**Text extract**
--
Facts of the Case
The petitioner, a joint venture company
incorporated to redevelop railway stations, filed its return declaring losses
for AY 2013–14. The Assessing Officer disallowed deductions claimed towards:
- Depreciation
- Preliminary expenses
- Employees’ remuneration
The AO treated certain receipts as “income from
other sources” and held that the business had not been set up. A revision
petition under Section 264 was also rejected by the Principal Commissioner of
Income Tax (PCIT), who concluded that essential elements required for business
establishment were incomplete during the relevant year.
The petitioner challenged this order before the Delhi High Court.
Issues
Involved
- Whether the petitioner had “set up” its business during the
relevant assessment year.
- Whether expenses incurred prior to commencement but after setting
up are allowable under Section 37(1).
- Whether the PCIT was justified in rejecting the revision under Section 264.
--
**Dataset content**
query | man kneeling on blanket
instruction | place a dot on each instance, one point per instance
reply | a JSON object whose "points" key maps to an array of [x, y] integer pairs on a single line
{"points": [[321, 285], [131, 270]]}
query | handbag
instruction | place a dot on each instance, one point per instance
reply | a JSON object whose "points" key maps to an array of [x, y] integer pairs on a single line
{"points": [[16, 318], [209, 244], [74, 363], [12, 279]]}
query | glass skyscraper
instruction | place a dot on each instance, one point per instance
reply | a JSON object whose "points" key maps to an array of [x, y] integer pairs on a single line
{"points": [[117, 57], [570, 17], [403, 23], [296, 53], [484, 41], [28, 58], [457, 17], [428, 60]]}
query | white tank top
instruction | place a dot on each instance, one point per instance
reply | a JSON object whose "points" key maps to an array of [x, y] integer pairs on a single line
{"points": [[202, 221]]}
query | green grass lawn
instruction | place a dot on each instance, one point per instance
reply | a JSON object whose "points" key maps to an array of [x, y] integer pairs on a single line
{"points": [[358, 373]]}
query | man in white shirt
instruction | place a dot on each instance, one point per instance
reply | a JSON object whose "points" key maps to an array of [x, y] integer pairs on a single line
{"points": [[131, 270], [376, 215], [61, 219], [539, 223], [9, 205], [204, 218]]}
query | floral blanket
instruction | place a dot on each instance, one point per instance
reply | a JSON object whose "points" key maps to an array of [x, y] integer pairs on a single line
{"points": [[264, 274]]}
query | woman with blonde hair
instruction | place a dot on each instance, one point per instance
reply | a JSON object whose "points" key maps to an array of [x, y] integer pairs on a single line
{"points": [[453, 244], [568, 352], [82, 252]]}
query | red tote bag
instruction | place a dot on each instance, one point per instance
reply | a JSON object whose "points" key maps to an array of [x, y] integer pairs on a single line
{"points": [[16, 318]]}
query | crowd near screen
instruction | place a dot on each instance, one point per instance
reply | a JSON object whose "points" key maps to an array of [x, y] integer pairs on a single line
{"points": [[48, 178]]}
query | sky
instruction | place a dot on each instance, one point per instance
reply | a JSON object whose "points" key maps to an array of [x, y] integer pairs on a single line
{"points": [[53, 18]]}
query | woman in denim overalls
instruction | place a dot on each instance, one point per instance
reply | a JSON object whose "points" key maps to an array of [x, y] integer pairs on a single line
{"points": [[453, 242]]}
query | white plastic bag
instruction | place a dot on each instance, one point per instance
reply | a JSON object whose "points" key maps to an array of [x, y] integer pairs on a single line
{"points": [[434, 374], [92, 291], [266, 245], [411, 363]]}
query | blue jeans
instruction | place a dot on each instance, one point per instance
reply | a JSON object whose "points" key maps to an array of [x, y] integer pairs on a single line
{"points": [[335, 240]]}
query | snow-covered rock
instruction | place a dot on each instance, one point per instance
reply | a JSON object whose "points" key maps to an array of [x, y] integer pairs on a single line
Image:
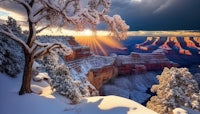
{"points": [[47, 103]]}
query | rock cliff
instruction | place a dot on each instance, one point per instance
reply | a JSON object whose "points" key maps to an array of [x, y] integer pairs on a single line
{"points": [[137, 63]]}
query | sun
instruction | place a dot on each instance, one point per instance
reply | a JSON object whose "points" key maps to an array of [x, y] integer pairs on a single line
{"points": [[87, 32], [136, 0]]}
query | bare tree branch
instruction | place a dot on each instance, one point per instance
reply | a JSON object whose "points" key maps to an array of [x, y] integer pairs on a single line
{"points": [[39, 10], [48, 47], [41, 29], [15, 38]]}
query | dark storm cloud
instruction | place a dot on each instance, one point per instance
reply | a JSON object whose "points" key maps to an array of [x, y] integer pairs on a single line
{"points": [[148, 14], [159, 14]]}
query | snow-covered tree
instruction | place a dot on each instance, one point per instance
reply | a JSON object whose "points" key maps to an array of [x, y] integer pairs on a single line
{"points": [[75, 14], [176, 88], [10, 52]]}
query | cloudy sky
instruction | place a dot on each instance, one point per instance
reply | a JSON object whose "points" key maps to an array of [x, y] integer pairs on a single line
{"points": [[159, 14], [144, 14]]}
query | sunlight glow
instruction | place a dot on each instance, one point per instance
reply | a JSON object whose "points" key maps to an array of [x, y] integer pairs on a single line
{"points": [[88, 32], [98, 44], [136, 0]]}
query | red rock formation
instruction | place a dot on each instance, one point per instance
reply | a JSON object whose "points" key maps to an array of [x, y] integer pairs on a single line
{"points": [[78, 51], [138, 63], [98, 77]]}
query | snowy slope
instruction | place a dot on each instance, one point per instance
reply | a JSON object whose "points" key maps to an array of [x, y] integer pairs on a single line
{"points": [[47, 103]]}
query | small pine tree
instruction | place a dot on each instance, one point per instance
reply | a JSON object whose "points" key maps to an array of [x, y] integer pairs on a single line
{"points": [[176, 88]]}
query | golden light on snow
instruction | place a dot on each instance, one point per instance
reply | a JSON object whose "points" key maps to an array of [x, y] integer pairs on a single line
{"points": [[136, 0], [97, 44], [87, 32]]}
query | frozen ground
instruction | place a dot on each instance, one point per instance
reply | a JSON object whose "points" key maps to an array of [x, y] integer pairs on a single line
{"points": [[48, 103]]}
--
**Exercise**
Continue the tax case summary on the railway station redevelopment company from the point where it stops.

**Reply**
Petitioner’s
Arguments
- The petitioner was a service-oriented Special Purpose Vehicle
(SPV) and not a manufacturing entity; hence, strict criteria of
commencement do not apply.
- Business was already set up as:
- Key personnel were appointed
- Draft development agreements were prepared
- Tendering processes were initiated
- In service industries, preparatory activities themselves
indicate business setup.
- Relied on precedents establishing that setting up is distinct from commencement, and expenses incurred in this stage are deductible.
Respondent’s
Arguments
- The Revenue argued that:
- No substantial business activity had commenced
- Essential components like financial advisory services and
consultants were incomplete
- Mere appointment of staff or preliminary actions do not amount to
“setting up”
- Hence, expenses could not be allowed as business deductions.
Court’s
Findings / Order
The Delhi High Court held:
- There is no rigid test to determine when a business is set
up; it depends on the nature of the business.
- In service-oriented entities, preliminary and preparatory steps
may constitute setting up.
- The petitioner had:
- Appointed key managerial personnel
- Initiated tendering processes
- Begun preparatory work aligned with its business objectives
Therefore, the business was “set up” during the
relevant year, even if full operations had not commenced.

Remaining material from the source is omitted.